▶ _Job_
Show each line of the rows below that contains the string "black".

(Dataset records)
[START]
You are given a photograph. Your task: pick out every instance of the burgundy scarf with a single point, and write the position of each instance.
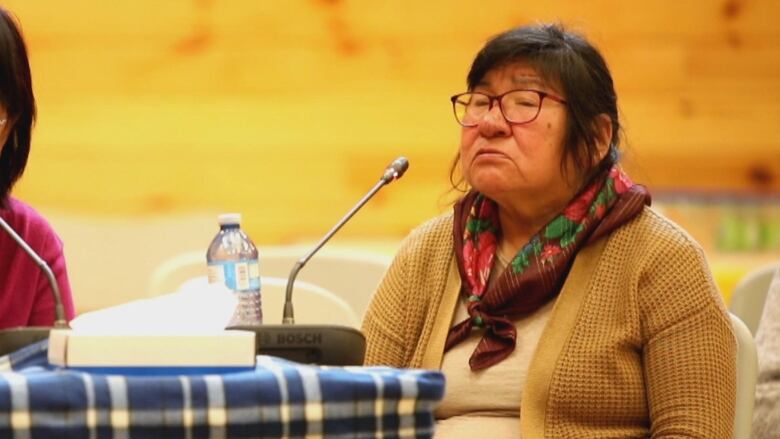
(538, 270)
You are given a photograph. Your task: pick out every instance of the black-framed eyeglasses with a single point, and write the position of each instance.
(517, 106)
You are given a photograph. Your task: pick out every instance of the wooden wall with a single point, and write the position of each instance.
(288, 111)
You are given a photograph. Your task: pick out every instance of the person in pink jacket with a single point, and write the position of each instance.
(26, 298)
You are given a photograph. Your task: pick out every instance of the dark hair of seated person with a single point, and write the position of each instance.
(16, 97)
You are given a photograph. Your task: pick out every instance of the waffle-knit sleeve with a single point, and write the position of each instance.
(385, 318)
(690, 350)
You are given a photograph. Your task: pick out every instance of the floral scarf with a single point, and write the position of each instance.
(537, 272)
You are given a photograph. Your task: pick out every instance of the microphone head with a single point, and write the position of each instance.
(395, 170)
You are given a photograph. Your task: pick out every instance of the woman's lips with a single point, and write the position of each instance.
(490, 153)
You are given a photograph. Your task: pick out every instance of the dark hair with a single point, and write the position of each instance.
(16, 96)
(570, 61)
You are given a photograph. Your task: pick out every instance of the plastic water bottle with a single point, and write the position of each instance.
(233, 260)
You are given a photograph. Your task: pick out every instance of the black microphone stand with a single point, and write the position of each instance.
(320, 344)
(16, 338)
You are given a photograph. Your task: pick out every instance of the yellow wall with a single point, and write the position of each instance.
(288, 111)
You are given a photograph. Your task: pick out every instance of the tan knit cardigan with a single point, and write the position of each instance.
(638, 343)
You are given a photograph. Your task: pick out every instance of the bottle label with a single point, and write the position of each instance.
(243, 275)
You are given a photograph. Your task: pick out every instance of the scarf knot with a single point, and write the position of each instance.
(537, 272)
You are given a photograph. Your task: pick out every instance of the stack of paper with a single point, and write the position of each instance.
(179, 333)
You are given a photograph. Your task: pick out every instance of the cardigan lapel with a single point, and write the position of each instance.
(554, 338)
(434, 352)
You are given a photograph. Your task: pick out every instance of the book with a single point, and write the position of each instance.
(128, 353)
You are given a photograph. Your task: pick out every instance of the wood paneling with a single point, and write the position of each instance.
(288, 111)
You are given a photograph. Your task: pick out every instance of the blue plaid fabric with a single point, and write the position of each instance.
[END]
[START]
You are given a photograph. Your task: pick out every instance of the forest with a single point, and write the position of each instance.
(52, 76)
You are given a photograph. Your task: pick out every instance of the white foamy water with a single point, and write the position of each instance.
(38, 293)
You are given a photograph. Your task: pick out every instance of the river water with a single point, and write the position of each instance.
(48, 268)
[END]
▶ _Solution to the exercise_
You are given a photograph. Your task: pick out every instance of the black-framed eyeglasses with a single point, and write the position of each instance.
You are given a photograph. Your task: pick out every instance of the black microphone stand with a single point, and write the position of each instance.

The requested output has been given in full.